Texto de la página:
Se reconocen «profesionales liberales», algunos incluso «de familias bien», con inquietudes intelectuales, que hoy están bien colocados, pero sobre todo gente que se ha ido conformando poco a poco, enredados con el seguimiento de Jesús, en compañía con sus hermanos de comunidad y apostando por el compromiso con los más pobres. La mayoría son matrimonios, aunque también hay una mujer soltera, otra divorciada y tres parejas mixtas (solo un miembro de la pareja participa en la comunidad). Esther Colmenarejo subraya la ventaja de haberse «conocido en el momento en que nos estábamos haciendo como personas y nos ha pasado como a los matrimonios que van aprendiendo a convivir y a quererse con el tiempo». Concha Badía recalca que «hemos pasado momentos duros que te unen para siempre», pero lo importante ha sido que «hemos recorrido un camino, no desde nuestra propia fuerza, sino desde dejarnos hacer por Él; procuramos avanzar en la confianza y el abandono siguiendo la lectura de los lirios del campo. No es un proceso tanto intelectual como vivencial y humanizador».

Sus vivencias de la comunidad les hace decir que se trata de «un don que no merecemos», de un «medio privilegiado para seguir a Jesús» que cada uno ha de descubrir personalmente. Nunca han querido formar una «burbuja», ni conformarse con «rezar para ganarse el favor de Dios». La adquisición de los pisos literalmente enfrente de la UVA de Hortaleza –uno de los primeros esfuerzos de realojo para personas sin acceso a una vivienda digna que acabó convertido en un verdadero gueto– no fue del todo una casualidad. Algunos miembros de la comunidad habían desarrollado buena parte de su compromiso social en la UVA, a través de las asociaciones Fray Escoba y La Torre. Su acción social ha llegado a impulsar la asociación de apoyo escolar «Elabora» –que también da nombre a una fundación–.

Las soluciones comunitarias para integrar la dimensión espiritual, la formativa y la acción social han ido cambiado con los años, aunque siempre con la constante de encontrar el equilibrio necesario de todo grupo cristiano. Acercar los hogares fue un paso importante que les ayudó a solucionar muchas rutinas cotidianas y a estrechar aún más los lazos. La comunión de bienes siempre ha estado rondando en sus cabezas. El «lo tenían todo en común» que se lee en los Hechos de los Apóstoles les llevó de muy jóvenes a «querer compartir la paga que nos daban nuestros padres», comenta Concha.

Un Fondo Común

Pronto pusieron en marcha un fondo comunitario al que cada uno aportaba entre el 3 y el 13% de sus ingresos, que entre otras cosas servía tanto para pagar a los canguros que se ocupaban de los hijos, a medida que fueron llegando, durante las reuniones, como para hacer alguna donación a la parroquia u algún proyecto. De un modo u otro, el uso del dinero se iba también colando en los encuentros y alguna vez llegaron «a entrar en el detalle de los gastos del otro hasta incluso hacernos daño», en palabras de Concha, quien explica que «evidentemente todos coincidíamos en querer cierta austeridad, cierta sobriedad, pero lo que uno veíamos necesario no lo era para otros».

Qué se pide:
Reescribe el fragmento del texto de la página que empieza con las palabras «Sus vivencias de» y termina con «a una fundación–.», sustituyendo «burbuja» por «isla». Los registros proceden de una fuente distinta a la del texto de la página.

Datos mostrados:
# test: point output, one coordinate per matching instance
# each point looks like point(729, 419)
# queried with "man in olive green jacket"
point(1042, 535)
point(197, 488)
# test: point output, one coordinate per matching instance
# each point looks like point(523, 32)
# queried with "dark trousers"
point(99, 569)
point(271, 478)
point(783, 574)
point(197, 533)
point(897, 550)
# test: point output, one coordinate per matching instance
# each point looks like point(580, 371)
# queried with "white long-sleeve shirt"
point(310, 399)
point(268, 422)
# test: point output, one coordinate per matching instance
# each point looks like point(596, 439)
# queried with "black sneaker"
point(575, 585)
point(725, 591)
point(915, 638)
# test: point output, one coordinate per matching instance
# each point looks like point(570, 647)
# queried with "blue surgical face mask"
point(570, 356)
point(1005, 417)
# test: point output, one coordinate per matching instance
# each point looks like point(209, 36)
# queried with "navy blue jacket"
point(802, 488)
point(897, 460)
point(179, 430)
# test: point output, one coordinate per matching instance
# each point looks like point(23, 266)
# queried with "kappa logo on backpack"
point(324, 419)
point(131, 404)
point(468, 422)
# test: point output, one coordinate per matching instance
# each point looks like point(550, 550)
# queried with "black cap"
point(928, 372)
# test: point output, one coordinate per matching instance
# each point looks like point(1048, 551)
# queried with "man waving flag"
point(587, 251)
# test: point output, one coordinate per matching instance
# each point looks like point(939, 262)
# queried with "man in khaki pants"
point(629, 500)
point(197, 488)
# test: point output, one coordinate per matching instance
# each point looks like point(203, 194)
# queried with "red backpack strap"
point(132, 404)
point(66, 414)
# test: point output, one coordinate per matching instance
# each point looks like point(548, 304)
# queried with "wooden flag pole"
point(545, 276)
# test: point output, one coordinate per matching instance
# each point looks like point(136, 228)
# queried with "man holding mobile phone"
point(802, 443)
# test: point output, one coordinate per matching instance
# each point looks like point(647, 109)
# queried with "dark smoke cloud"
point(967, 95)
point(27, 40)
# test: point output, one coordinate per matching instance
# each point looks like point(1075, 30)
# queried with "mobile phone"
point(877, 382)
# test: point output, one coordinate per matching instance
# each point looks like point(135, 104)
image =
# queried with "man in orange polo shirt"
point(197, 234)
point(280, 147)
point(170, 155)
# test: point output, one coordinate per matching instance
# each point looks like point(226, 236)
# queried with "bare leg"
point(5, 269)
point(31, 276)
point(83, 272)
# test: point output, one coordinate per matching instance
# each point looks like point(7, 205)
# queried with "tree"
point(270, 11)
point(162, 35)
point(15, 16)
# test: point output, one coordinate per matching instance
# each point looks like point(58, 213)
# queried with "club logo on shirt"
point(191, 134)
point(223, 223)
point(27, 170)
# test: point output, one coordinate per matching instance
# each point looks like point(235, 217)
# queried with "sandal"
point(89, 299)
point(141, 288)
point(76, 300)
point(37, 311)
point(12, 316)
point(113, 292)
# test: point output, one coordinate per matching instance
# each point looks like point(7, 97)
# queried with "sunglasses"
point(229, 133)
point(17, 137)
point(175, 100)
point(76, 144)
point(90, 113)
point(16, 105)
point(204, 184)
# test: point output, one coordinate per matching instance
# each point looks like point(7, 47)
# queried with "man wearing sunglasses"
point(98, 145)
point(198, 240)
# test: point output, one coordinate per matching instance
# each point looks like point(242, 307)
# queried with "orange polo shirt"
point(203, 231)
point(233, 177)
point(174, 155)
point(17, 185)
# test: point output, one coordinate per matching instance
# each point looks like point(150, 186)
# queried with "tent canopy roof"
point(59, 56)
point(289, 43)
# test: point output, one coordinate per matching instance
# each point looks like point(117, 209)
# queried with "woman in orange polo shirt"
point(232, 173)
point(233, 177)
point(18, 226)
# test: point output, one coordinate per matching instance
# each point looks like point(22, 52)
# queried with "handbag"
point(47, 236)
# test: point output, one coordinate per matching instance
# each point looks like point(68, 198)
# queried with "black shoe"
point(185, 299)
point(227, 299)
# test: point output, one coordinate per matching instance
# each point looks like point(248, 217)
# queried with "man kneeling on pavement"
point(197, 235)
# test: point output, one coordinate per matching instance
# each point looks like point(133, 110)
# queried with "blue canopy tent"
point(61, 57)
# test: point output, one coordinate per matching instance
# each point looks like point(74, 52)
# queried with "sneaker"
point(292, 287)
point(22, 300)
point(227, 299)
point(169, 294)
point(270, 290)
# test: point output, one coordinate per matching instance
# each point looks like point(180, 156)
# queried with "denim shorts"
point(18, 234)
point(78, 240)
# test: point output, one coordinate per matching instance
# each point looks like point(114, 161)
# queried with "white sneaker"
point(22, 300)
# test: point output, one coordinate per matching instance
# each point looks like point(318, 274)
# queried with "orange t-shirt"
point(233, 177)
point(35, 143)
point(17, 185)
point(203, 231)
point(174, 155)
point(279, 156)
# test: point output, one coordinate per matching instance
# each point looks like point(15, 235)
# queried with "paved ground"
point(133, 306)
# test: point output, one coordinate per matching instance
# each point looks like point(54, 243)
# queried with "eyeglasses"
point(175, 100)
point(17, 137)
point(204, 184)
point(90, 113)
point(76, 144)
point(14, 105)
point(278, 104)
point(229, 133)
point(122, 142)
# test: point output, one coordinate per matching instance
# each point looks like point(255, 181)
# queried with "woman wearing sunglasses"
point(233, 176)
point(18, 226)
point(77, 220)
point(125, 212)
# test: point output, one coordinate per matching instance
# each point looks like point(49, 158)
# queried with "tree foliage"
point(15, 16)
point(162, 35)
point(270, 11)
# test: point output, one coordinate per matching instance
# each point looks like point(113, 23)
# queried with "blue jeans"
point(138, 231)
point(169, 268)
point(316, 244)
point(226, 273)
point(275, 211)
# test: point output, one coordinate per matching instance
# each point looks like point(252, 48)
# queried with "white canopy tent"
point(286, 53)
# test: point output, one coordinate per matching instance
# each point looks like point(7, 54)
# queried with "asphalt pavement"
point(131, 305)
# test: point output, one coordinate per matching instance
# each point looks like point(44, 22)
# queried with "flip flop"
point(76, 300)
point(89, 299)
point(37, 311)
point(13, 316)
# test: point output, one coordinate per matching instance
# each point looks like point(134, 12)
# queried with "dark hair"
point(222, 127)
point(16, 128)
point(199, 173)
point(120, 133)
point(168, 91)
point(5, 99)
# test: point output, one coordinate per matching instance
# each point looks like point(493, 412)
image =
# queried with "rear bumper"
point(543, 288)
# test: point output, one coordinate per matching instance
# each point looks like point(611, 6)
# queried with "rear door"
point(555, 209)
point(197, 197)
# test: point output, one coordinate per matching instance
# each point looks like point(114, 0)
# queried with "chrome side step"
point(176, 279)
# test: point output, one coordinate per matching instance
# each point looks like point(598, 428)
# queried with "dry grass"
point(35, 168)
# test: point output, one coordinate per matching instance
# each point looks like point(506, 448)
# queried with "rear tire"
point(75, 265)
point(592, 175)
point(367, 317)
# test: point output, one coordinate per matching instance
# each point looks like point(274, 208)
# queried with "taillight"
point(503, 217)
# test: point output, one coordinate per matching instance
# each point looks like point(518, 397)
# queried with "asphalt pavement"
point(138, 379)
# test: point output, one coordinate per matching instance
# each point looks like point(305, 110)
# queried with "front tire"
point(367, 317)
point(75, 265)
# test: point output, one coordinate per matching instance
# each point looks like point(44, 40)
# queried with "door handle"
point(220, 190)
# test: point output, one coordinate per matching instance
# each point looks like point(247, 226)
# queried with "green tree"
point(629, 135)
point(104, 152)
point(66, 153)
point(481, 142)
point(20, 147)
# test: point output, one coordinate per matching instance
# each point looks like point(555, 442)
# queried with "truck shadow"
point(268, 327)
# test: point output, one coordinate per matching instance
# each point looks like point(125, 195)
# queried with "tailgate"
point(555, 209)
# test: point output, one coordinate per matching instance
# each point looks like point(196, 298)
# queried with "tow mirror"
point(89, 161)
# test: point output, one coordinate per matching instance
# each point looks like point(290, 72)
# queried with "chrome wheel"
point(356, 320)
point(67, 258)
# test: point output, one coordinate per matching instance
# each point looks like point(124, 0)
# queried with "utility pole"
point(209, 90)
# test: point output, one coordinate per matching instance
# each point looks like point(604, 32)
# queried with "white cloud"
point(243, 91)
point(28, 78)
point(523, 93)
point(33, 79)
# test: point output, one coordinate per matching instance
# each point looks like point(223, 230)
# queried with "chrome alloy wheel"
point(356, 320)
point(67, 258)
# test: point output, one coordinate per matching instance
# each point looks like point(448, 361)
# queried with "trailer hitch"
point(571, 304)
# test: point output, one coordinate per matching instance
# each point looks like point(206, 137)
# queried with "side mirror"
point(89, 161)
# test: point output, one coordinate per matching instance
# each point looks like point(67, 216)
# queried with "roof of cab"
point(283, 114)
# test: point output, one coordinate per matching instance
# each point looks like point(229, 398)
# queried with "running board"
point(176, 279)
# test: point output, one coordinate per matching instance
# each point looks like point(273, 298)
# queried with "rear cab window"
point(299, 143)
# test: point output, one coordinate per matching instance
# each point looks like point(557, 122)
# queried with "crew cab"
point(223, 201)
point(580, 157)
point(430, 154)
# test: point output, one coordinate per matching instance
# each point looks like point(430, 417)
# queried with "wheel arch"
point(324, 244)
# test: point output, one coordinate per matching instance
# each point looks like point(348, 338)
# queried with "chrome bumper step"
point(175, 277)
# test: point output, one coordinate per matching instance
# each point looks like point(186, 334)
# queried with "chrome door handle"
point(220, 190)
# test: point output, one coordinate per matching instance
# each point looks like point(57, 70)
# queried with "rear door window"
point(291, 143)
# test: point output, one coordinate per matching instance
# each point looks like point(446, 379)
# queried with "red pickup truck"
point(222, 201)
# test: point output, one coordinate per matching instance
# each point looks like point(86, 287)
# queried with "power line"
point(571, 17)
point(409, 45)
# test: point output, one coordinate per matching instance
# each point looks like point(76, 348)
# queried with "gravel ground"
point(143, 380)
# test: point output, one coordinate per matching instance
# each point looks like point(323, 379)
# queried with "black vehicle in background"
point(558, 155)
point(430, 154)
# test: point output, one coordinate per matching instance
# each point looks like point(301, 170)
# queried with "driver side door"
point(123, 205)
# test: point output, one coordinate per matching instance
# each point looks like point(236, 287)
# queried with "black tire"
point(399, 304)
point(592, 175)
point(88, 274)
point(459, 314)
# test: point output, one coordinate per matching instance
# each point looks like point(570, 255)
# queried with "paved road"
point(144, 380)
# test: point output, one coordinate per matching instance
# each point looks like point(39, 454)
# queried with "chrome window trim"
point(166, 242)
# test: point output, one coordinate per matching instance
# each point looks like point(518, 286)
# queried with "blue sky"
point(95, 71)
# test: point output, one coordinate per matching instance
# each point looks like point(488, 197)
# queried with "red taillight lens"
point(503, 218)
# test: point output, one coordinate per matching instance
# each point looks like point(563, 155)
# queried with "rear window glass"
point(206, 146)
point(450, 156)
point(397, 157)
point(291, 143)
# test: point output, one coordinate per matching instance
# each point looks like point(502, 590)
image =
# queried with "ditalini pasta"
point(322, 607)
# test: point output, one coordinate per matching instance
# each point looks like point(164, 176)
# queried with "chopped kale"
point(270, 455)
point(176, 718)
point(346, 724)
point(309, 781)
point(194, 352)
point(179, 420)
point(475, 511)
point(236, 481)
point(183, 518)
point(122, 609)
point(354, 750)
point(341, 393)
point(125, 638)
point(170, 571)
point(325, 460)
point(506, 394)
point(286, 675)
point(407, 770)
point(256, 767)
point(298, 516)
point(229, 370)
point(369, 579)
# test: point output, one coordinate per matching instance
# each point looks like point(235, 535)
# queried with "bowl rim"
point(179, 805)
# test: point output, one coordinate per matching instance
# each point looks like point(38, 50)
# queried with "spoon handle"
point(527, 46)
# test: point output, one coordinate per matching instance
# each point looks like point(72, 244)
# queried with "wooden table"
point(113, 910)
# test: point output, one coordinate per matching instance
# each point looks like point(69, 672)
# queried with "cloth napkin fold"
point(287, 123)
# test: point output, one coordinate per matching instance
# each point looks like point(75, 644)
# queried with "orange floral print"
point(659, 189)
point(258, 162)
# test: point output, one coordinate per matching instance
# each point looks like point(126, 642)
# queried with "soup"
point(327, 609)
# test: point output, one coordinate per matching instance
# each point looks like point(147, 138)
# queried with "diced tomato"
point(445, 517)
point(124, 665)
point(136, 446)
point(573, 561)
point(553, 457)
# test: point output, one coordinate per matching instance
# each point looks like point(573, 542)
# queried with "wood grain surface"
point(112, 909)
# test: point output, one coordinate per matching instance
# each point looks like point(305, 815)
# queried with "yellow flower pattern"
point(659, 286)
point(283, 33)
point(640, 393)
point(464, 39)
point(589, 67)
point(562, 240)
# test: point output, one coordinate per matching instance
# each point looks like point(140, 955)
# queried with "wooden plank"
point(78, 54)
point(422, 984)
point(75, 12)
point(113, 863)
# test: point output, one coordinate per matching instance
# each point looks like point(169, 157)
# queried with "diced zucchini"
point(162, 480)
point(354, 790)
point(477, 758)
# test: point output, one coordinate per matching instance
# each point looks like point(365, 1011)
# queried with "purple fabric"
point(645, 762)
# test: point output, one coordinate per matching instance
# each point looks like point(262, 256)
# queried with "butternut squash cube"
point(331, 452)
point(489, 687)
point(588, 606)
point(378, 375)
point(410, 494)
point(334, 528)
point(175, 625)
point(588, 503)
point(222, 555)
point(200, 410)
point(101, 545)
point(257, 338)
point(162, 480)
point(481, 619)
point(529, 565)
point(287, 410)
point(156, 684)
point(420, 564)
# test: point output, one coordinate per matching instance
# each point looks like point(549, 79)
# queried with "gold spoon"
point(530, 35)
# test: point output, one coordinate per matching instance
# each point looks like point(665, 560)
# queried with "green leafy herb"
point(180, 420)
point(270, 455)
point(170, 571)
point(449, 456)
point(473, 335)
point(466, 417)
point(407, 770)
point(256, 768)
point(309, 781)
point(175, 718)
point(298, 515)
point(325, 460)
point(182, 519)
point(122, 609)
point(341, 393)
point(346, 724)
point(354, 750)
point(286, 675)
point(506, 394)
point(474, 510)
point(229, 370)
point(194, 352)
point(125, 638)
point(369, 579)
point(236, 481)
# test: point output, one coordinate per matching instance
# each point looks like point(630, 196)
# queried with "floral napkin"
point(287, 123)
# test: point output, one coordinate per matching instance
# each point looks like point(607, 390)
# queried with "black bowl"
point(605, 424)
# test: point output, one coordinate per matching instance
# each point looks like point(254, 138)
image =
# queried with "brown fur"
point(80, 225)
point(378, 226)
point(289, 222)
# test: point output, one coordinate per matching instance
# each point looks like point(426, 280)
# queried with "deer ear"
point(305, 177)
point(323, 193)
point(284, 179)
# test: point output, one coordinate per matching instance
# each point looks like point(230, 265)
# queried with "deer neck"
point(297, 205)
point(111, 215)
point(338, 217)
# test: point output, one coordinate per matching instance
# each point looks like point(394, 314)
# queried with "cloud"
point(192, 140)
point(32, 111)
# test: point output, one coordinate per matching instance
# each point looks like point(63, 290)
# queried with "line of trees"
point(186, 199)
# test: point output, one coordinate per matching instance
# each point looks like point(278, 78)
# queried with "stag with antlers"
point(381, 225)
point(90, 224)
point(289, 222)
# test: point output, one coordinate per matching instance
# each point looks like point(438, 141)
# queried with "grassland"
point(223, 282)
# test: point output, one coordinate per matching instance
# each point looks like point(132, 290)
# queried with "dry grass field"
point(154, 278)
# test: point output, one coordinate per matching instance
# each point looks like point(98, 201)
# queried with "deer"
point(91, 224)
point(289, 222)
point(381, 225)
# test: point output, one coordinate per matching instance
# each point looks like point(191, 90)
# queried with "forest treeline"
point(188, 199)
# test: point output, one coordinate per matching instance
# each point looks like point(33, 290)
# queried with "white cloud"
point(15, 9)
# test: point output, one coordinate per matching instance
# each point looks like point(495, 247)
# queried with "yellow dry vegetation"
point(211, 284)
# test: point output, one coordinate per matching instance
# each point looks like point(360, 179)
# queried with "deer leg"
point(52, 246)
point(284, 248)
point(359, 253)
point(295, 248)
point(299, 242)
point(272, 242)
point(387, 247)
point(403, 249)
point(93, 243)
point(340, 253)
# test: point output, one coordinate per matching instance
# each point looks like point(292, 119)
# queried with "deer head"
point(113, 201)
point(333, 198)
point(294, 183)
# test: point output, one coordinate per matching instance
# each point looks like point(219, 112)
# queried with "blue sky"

Resultado correcto:
Sus vivencias de la comunidad les hace decir que se trata de «un don que no merecemos», de un «medio privilegiado para seguir a Jesús» que cada uno ha de descubrir personalmente. Nunca han querido formar una «isla», ni conformarse con «rezar para ganarse el favor de Dios». La adquisición de los pisos literalmente enfrente de la UVA de Hortaleza –uno de los primeros esfuerzos de realojo para personas sin acceso a una vivienda digna que acabó convertido en un verdadero gueto– no fue del todo una casualidad. Algunos miembros de la comunidad habían desarrollado buena parte de su compromiso social en la UVA, a través de las asociaciones Fray Escoba y La Torre. Su acción social ha llegado a impulsar la asociación de apoyo escolar «Elabora» –que también da nombre a una fundación–.